■ Problem requirements:
Could you report every line from the entries that includes the word "fuselage"?

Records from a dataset
•••••

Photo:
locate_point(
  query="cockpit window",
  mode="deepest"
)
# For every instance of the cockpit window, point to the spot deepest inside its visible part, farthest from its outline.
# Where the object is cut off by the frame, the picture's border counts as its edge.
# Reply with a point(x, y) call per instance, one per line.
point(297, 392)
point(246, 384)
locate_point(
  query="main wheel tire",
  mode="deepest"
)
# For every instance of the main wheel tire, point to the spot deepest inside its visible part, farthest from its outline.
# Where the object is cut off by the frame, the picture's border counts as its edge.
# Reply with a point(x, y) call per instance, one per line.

•••••

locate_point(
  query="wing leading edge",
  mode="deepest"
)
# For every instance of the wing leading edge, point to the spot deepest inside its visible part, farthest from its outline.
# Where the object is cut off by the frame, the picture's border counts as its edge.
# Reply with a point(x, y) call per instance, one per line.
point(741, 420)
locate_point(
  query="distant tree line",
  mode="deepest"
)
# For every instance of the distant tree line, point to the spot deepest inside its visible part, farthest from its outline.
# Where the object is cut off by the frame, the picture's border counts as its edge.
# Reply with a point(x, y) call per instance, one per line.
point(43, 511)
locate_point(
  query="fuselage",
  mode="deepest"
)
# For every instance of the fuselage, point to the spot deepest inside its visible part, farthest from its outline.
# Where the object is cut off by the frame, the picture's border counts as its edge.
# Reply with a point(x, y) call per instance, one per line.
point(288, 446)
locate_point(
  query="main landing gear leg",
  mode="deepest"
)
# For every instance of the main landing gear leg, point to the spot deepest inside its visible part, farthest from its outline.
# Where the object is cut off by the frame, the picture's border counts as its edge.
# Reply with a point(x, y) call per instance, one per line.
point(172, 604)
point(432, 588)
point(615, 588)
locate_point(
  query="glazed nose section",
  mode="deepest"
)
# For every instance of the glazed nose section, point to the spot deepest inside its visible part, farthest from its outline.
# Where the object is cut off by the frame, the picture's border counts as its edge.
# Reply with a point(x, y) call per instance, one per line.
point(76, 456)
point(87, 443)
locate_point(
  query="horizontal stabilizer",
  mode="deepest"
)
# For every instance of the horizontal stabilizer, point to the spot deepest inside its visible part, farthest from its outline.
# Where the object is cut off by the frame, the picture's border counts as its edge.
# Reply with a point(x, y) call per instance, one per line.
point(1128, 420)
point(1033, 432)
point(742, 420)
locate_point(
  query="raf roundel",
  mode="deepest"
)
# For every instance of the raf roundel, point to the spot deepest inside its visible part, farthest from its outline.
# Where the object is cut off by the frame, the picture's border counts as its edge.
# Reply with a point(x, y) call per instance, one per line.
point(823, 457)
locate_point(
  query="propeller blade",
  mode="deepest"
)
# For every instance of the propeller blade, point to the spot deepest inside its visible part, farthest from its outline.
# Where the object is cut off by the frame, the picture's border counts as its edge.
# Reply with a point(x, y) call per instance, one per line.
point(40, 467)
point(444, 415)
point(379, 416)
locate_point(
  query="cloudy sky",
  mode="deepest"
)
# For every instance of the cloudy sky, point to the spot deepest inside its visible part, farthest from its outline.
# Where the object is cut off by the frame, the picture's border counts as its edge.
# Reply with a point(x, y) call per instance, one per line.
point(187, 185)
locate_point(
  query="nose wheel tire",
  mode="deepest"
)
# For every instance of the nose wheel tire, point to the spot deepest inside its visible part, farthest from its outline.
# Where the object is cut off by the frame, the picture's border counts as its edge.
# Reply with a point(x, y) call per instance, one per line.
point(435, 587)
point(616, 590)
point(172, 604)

•••••

■ Solution below:
  query="fuselage",
# For every instance of the fuselage, point to the spot deepest inside its visible part, farthest from its outline.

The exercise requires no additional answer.